'''
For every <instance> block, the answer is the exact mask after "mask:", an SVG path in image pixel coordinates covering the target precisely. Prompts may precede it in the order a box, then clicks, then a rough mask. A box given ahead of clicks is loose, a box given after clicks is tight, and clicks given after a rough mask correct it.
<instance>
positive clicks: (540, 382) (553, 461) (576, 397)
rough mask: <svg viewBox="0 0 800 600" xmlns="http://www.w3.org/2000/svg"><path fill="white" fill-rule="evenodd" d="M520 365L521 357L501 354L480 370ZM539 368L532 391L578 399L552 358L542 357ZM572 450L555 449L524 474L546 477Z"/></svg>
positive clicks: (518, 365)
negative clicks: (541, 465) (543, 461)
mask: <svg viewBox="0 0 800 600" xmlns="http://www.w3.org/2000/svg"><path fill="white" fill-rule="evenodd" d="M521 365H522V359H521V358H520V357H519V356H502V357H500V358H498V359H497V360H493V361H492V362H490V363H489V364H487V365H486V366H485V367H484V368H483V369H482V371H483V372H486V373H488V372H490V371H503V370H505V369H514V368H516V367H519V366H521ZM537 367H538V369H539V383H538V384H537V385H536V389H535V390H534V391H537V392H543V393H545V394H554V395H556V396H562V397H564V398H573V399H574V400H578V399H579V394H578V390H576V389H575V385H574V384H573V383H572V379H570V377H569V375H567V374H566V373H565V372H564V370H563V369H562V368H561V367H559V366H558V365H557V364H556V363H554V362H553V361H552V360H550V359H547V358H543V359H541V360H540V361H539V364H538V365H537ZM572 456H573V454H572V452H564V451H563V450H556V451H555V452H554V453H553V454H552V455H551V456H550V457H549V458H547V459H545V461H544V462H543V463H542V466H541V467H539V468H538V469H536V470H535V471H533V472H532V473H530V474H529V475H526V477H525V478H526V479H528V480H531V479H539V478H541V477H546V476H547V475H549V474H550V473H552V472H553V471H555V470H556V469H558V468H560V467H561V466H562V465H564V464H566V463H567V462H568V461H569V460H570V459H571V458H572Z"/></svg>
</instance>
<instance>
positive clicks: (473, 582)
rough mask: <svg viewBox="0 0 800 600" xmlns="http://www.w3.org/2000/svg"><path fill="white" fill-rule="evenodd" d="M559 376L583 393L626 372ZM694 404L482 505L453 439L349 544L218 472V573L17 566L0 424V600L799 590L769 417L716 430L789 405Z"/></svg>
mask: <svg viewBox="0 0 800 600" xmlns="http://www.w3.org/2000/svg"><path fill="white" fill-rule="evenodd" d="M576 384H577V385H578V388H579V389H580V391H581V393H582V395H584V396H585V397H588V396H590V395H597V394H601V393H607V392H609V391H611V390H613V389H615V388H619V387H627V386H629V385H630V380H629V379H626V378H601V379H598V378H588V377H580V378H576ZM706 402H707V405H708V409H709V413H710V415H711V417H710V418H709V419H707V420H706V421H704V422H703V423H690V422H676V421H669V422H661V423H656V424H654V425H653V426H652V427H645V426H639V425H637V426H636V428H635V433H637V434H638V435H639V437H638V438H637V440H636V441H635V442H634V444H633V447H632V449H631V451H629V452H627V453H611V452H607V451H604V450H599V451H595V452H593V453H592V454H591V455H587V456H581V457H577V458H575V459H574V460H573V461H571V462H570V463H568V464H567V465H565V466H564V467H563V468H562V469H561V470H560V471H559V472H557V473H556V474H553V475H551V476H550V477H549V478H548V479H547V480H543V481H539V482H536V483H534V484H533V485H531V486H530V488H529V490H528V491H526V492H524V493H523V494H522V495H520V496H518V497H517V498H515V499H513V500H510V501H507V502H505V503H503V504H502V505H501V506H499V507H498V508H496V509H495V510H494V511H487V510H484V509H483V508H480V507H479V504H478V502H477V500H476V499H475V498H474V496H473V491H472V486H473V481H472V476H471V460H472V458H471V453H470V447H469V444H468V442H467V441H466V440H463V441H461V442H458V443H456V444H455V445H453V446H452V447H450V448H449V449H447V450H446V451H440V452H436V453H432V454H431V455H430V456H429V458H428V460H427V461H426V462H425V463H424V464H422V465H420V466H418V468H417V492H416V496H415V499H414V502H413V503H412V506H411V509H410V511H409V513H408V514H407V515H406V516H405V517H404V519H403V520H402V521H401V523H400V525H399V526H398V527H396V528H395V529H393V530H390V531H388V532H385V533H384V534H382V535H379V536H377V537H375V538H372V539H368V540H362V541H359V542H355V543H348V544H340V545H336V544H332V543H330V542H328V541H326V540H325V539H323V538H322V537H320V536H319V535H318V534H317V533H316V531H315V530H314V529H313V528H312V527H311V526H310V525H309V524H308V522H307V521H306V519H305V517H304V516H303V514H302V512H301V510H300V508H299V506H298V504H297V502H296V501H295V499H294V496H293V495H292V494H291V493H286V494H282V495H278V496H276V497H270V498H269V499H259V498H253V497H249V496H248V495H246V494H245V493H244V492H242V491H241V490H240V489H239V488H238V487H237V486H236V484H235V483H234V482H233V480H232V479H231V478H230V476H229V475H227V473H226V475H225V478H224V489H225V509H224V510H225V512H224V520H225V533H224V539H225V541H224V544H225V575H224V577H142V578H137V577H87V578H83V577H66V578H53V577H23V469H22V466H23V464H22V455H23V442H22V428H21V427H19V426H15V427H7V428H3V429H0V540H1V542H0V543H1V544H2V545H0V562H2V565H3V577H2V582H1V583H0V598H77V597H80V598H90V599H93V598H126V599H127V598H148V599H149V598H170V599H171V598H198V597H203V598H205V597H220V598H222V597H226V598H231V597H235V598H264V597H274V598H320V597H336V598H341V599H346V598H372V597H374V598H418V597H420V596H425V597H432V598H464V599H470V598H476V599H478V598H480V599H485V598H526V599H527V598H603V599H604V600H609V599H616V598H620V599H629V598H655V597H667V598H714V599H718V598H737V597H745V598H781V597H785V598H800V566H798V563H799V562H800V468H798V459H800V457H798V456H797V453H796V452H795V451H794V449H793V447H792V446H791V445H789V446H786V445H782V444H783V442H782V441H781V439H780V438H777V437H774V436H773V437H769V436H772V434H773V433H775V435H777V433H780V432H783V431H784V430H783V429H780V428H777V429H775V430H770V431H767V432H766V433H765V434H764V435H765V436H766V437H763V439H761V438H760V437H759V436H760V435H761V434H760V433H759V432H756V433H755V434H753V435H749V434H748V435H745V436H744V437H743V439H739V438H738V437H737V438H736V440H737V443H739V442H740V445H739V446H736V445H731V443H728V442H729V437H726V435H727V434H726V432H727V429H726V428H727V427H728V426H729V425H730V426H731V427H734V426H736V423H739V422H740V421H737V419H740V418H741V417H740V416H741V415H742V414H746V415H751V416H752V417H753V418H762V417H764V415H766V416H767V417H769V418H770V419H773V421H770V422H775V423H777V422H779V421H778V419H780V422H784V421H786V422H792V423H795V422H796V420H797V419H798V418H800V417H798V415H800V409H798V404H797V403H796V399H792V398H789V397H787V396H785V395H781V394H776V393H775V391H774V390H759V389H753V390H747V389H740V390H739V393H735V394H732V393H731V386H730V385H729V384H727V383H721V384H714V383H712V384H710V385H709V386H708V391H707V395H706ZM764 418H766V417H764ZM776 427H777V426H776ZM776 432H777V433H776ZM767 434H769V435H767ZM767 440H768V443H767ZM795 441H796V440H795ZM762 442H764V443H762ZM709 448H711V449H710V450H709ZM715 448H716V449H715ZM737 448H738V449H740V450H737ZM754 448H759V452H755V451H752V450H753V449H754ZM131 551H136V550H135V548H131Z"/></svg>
'''
> _Work to be completed_
An exact retyping of every line in the records is needed.

> _Response box_
For every <instance> block, the answer is the exact mask after "mask:", an SVG path in image pixel coordinates covering the target precisely. Prompts may precede it in the order a box, then clicks, then a rough mask. A box given ahead of clicks is loose, a box given after clicks is tight, and clicks given after a rough mask correct it.
<instance>
positive clicks: (540, 382) (553, 461) (576, 397)
rough mask: <svg viewBox="0 0 800 600" xmlns="http://www.w3.org/2000/svg"><path fill="white" fill-rule="evenodd" d="M520 365L521 357L501 354L480 370ZM539 368L532 391L578 399L552 358L542 357ZM572 450L555 449L524 474L546 477Z"/></svg>
positive clicks: (518, 365)
negative clicks: (541, 465) (543, 461)
mask: <svg viewBox="0 0 800 600" xmlns="http://www.w3.org/2000/svg"><path fill="white" fill-rule="evenodd" d="M521 365H522V359H521V358H520V357H519V356H502V357H500V358H498V359H497V360H493V361H492V362H490V363H489V364H487V365H486V366H485V367H484V368H483V369H482V371H483V372H486V373H488V372H490V371H503V370H505V369H514V368H516V367H519V366H521ZM537 367H538V369H539V383H538V384H537V385H536V389H535V390H534V391H537V392H543V393H545V394H554V395H556V396H562V397H564V398H573V399H574V400H578V399H579V394H578V390H576V389H575V385H574V384H573V383H572V379H570V377H569V375H567V374H566V373H565V372H564V370H563V369H562V368H561V367H559V366H558V365H557V364H556V363H554V362H553V361H552V360H550V359H547V358H543V359H541V360H540V361H539V364H538V365H537ZM572 456H573V454H572V452H564V451H563V450H556V451H555V452H554V453H553V454H552V455H551V456H550V457H549V458H547V459H545V461H544V462H543V463H542V466H541V467H539V468H538V469H536V470H535V471H533V472H532V473H530V474H529V475H526V477H525V478H526V479H528V480H531V479H539V478H541V477H546V476H547V475H549V474H550V473H552V472H553V471H555V470H556V469H558V468H560V467H561V466H562V465H564V464H566V463H567V462H568V461H569V460H570V459H571V458H572Z"/></svg>
</instance>
<instance>
positive clicks: (473, 582)
rough mask: <svg viewBox="0 0 800 600" xmlns="http://www.w3.org/2000/svg"><path fill="white" fill-rule="evenodd" d="M559 376L583 393L626 372ZM694 404L482 505L453 439L349 544L218 472V573L17 566L0 424V600L799 590L769 417L716 430L789 405Z"/></svg>
mask: <svg viewBox="0 0 800 600" xmlns="http://www.w3.org/2000/svg"><path fill="white" fill-rule="evenodd" d="M576 384H577V385H578V388H579V389H580V391H581V393H582V395H584V396H585V397H588V396H590V395H597V394H601V393H607V392H609V391H611V390H613V389H615V388H619V387H627V386H629V385H630V380H629V379H626V378H601V379H598V378H588V377H580V378H576ZM706 402H707V405H708V409H709V413H710V415H711V417H710V418H709V419H707V420H706V421H704V422H703V423H690V422H676V421H669V422H661V423H656V424H654V425H653V426H652V427H645V426H639V425H637V426H636V428H635V433H637V434H638V435H639V437H638V438H637V440H636V441H635V442H634V444H633V447H632V449H631V451H629V452H627V453H611V452H607V451H604V450H599V451H595V452H593V453H592V454H591V455H587V456H581V457H577V458H575V459H574V460H573V461H571V462H570V463H568V464H567V465H565V466H564V467H563V468H562V469H561V470H560V471H559V472H557V473H556V474H553V475H551V476H550V477H549V478H548V479H547V480H543V481H539V482H536V483H534V484H533V485H531V486H530V488H529V490H528V491H526V492H524V493H523V494H522V495H520V496H518V497H517V498H515V499H513V500H510V501H507V502H505V503H503V504H502V505H501V506H499V507H498V508H496V509H495V510H494V511H487V510H484V509H483V508H480V507H479V504H478V502H477V500H476V499H475V498H474V496H473V491H472V486H473V481H472V476H471V460H472V458H471V453H470V447H469V444H468V442H467V441H466V440H463V441H461V442H458V443H456V444H455V445H453V446H452V447H450V448H449V449H447V450H446V451H440V452H436V453H432V454H431V455H430V456H429V458H428V460H427V461H426V462H425V463H424V464H422V465H420V466H418V468H417V492H416V496H415V499H414V502H413V503H412V506H411V509H410V511H409V513H408V514H407V515H406V516H405V517H404V519H403V520H402V521H401V523H400V525H399V526H398V527H396V528H395V529H393V530H390V531H388V532H385V533H384V534H382V535H379V536H377V537H375V538H372V539H368V540H362V541H359V542H355V543H348V544H340V545H336V544H332V543H330V542H328V541H326V540H325V539H323V538H322V537H320V536H319V535H318V534H317V533H316V531H315V530H314V529H313V528H312V527H311V526H310V525H309V524H308V522H307V521H306V519H305V517H304V516H303V514H302V512H301V510H300V508H299V506H298V504H297V502H296V501H295V499H294V496H293V495H292V494H291V493H286V494H282V495H278V496H276V497H270V498H269V499H259V498H253V497H249V496H248V495H246V494H245V493H244V492H242V491H241V490H240V489H239V488H238V487H237V486H236V484H235V483H234V482H233V480H232V479H231V478H230V476H229V475H227V473H226V475H225V478H224V489H225V509H224V510H225V512H224V520H225V533H224V539H225V541H224V544H225V575H224V577H142V578H137V577H87V578H83V577H66V578H53V577H23V469H22V466H23V464H22V455H23V442H22V428H21V427H19V426H15V427H7V428H3V429H0V540H1V542H0V543H1V544H2V545H0V562H2V565H3V577H2V582H1V583H0V598H77V597H80V598H90V599H93V598H126V599H127V598H148V599H149V598H170V599H171V598H198V597H203V598H205V597H220V598H222V597H226V598H231V597H235V598H264V597H274V598H320V597H336V598H341V599H346V598H372V597H374V598H418V597H420V596H425V597H432V598H464V599H470V598H476V599H478V598H480V599H485V598H526V599H527V598H603V599H604V600H609V599H616V598H620V599H629V598H655V597H667V598H714V599H718V598H737V597H745V598H781V597H785V598H800V566H798V563H799V562H800V468H798V459H800V457H798V456H797V453H796V452H795V451H794V449H793V447H792V446H791V445H789V446H786V445H782V444H783V442H782V441H781V439H780V438H777V437H774V436H773V437H769V436H772V434H773V433H775V435H777V433H780V432H783V431H784V430H783V429H780V428H777V429H775V430H770V431H767V432H766V433H765V434H764V435H765V436H766V437H763V439H761V438H760V437H759V436H760V435H761V434H760V433H759V432H756V433H755V434H753V435H749V434H748V435H745V436H744V437H743V439H739V438H738V437H737V438H736V440H737V443H739V442H740V445H739V446H736V445H731V443H728V442H729V437H726V435H727V434H726V432H727V429H726V428H727V427H728V426H729V425H730V426H731V427H734V426H736V423H739V422H740V421H737V419H740V418H741V417H740V416H741V415H742V414H746V415H751V416H752V417H753V418H762V417H764V415H766V416H767V417H769V418H770V419H773V421H770V422H775V423H777V422H779V421H778V419H780V422H784V421H786V422H792V423H795V422H796V420H797V419H798V418H800V417H798V415H800V409H798V404H797V403H796V399H792V398H789V397H787V396H785V395H781V394H776V393H775V391H774V390H759V389H753V390H747V389H740V390H739V393H735V394H732V393H731V386H730V385H729V384H727V383H721V384H714V383H712V384H710V385H709V386H708V391H707V395H706ZM764 418H766V417H764ZM776 427H777V426H776ZM776 432H777V433H776ZM767 434H769V435H767ZM767 440H768V443H767ZM795 441H796V440H795ZM762 442H764V443H762ZM709 448H711V449H710V450H709ZM715 448H716V449H715ZM737 448H738V449H740V450H737ZM754 448H759V452H755V451H752V450H753V449H754ZM131 551H136V550H135V548H131Z"/></svg>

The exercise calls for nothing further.